## RECORDS SHOWN
-=-=-=-=-

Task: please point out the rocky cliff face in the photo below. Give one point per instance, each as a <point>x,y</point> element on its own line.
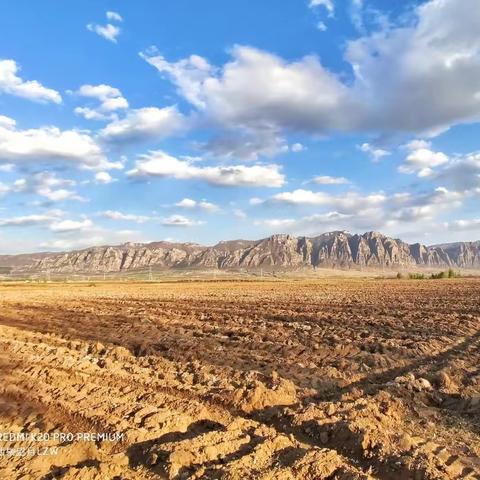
<point>334,250</point>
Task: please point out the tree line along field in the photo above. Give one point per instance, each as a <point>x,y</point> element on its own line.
<point>299,379</point>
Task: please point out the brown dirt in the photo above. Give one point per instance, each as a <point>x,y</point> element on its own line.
<point>330,379</point>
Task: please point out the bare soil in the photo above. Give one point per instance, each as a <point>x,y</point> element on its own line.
<point>327,379</point>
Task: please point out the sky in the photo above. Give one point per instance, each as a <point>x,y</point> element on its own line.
<point>201,121</point>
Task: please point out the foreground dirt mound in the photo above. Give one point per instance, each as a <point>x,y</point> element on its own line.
<point>301,380</point>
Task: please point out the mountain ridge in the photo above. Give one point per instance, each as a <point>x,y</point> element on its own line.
<point>338,249</point>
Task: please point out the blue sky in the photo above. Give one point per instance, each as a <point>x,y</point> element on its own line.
<point>202,121</point>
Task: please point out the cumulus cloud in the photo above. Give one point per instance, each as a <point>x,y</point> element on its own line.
<point>109,31</point>
<point>239,213</point>
<point>50,144</point>
<point>371,211</point>
<point>180,221</point>
<point>114,16</point>
<point>421,159</point>
<point>246,145</point>
<point>460,173</point>
<point>375,153</point>
<point>472,224</point>
<point>128,217</point>
<point>103,178</point>
<point>144,124</point>
<point>48,185</point>
<point>188,203</point>
<point>347,201</point>
<point>328,180</point>
<point>32,220</point>
<point>328,4</point>
<point>71,225</point>
<point>160,164</point>
<point>257,90</point>
<point>418,77</point>
<point>315,223</point>
<point>110,99</point>
<point>12,84</point>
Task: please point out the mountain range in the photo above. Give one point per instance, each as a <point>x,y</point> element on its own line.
<point>330,250</point>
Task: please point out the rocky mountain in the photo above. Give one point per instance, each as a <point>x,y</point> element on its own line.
<point>332,250</point>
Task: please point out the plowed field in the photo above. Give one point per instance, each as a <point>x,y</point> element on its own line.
<point>328,379</point>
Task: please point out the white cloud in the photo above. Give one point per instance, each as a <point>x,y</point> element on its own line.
<point>110,98</point>
<point>315,223</point>
<point>31,220</point>
<point>114,16</point>
<point>71,225</point>
<point>297,147</point>
<point>7,167</point>
<point>239,213</point>
<point>321,26</point>
<point>472,224</point>
<point>328,180</point>
<point>12,84</point>
<point>246,145</point>
<point>368,212</point>
<point>188,203</point>
<point>180,221</point>
<point>461,173</point>
<point>421,160</point>
<point>347,201</point>
<point>48,185</point>
<point>144,124</point>
<point>116,215</point>
<point>375,152</point>
<point>259,91</point>
<point>103,178</point>
<point>417,77</point>
<point>328,4</point>
<point>159,164</point>
<point>109,32</point>
<point>7,122</point>
<point>50,144</point>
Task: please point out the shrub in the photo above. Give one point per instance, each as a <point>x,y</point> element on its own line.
<point>452,273</point>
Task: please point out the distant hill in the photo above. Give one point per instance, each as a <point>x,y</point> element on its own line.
<point>329,250</point>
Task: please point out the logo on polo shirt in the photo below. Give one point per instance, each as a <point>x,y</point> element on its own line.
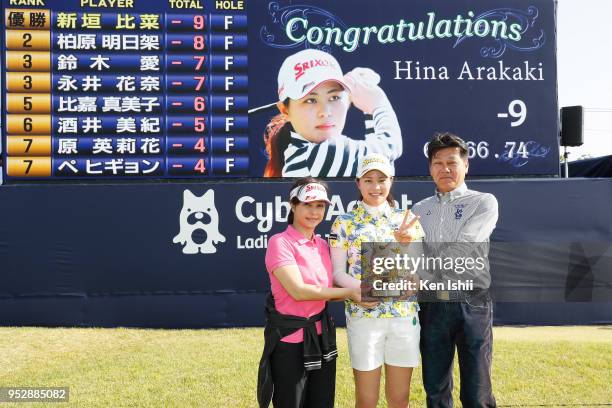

-=-=-=-=-

## ASSIGNMENT
Please output all the records above exactly, leaving out every picture.

## RESULT OF THE EXERCISE
Task: please point out the rocky cliff face in the photo below. Give one point per instance, each as a <point>x,y</point> element on its own line.
<point>334,250</point>
Task: please point out the tree line along field in the photo above. Give one point per instance, each as a <point>x,y</point> element on its own line.
<point>299,379</point>
Task: please point out the brown dirt in the photo above. Give one point per instance, each as a <point>x,y</point> element on its own line.
<point>330,379</point>
Task: please point out the bare soil in the photo above. Give one point per instance, each as a <point>x,y</point> element on its own line.
<point>327,379</point>
Task: please point out the sky in the photo above. Give one point per instance, each as a <point>x,y</point> element on its own line.
<point>201,121</point>
Task: please point out the foreground dirt mound in the photo above. Give one point per instance, each as a <point>x,y</point> element on its own line.
<point>301,380</point>
Task: please point out the mountain ridge in the photo above. Give one point per instance, each as a <point>x,y</point> element on its own line.
<point>338,249</point>
Task: please point out the blue sky in the photo above. Give one point per instance, each as a <point>x,y</point> element on its own line.
<point>202,121</point>
Task: please point out the cumulus cloud in the photo above. Give one point per instance, each as a <point>x,y</point> element on its own line.
<point>109,31</point>
<point>239,213</point>
<point>50,144</point>
<point>371,211</point>
<point>180,221</point>
<point>114,16</point>
<point>421,159</point>
<point>246,145</point>
<point>460,173</point>
<point>375,153</point>
<point>472,224</point>
<point>128,217</point>
<point>103,178</point>
<point>144,124</point>
<point>48,185</point>
<point>188,203</point>
<point>347,201</point>
<point>328,180</point>
<point>32,220</point>
<point>328,4</point>
<point>71,225</point>
<point>160,164</point>
<point>257,90</point>
<point>418,77</point>
<point>315,223</point>
<point>110,99</point>
<point>12,84</point>
Task: please point out the mountain range in the photo above. Give one point per instance, each as a <point>x,y</point> element on its own line.
<point>330,250</point>
Task: please point out the rocky mountain in the photo above. Give one point per instance, each as a <point>x,y</point> element on its own line.
<point>332,250</point>
Task: please point out the plowed field in the photo above. Give one point per instance, each as a <point>x,y</point> element on its own line.
<point>328,379</point>
Task: please point out the white cloud in the photo above. Give one point per instance, each as a <point>x,y</point> element on its own line.
<point>110,98</point>
<point>315,223</point>
<point>31,220</point>
<point>114,16</point>
<point>71,225</point>
<point>297,147</point>
<point>7,167</point>
<point>239,213</point>
<point>321,26</point>
<point>472,224</point>
<point>328,180</point>
<point>12,84</point>
<point>246,145</point>
<point>368,212</point>
<point>188,203</point>
<point>180,221</point>
<point>461,173</point>
<point>421,160</point>
<point>347,201</point>
<point>48,185</point>
<point>144,124</point>
<point>116,215</point>
<point>375,152</point>
<point>259,91</point>
<point>103,178</point>
<point>417,77</point>
<point>328,4</point>
<point>159,164</point>
<point>109,32</point>
<point>7,122</point>
<point>50,144</point>
Task: please point out the shrub in the photo above. Give one point per instance, each as a <point>x,y</point> element on its own line.
<point>452,273</point>
Task: please point out the distant hill in the photo above. Give one point per instance, each as a <point>x,y</point> element on its own line.
<point>329,250</point>
Task: please point out the logo on polo shirt in the photo below. Give one point per instance, each as a <point>x,y</point> element on its own line.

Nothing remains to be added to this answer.